# Dubai, United Arab Emirates (UAE): Seeking players



## Babson99

I'm moving to Dubai in mid-January, and I'm looking for players or a DM for D+D 3.5.  All responses and leads appreciated.


----------



## Piratecat

I graduated from Babson in '88 -- but that doesn't help you one bit.


----------



## Darkness

There is a poster from the UAE (I think he's in Dubai, actually) on the rpg.net message boards. Dunno if he plays D&D though.


----------



## AussieDM

Thread Necromancy...

I may (99% chance) be taking a job in Dubai landing in Feb/March... am looking for D&D players and Blood Bowl players...


----------



## AussieDM

And I have landed here!  Currently in the Abu Dhabi area, but will soon be living in Dubai... any D&D players out there in the UAE??


----------



## DanChops

Ah man, talk about bad timing.  I was living in Muscat until recently - I would've loved to drive up for some D&D monthly or so.  I know there used to be a Warhammer store in the Mall of the Emirates; that might be a place to find gamers.  Good luck finding people!


----------



## WistfulRogue

AussieDM said:


> And I have landed here!  Currently in the Abu Dhabi area, but will soon be living in Dubai... any D&D players out there in the UAE??




Hi AussieDM!

I'm in Dubai and a colleague of mine is running an online FR campaign at N.Y. Times Bestselling Author R. A. Salvatore. You're welcome to join if you want. We're still looking for 2 more players before we commence.


----------

○ ○ ○ ○ ○ ○ ○

* [Short exercise]
In the Dubai players thread, please say where DanChops says a Warhammer store used to be.

* [Information provided]
○ ○ ○ ○ ○ ○ ○

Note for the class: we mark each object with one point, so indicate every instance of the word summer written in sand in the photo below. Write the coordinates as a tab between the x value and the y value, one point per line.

○ ○ ○ ○ ○ ○ ○

* [Expected answer]
In the Mall of the Emirates.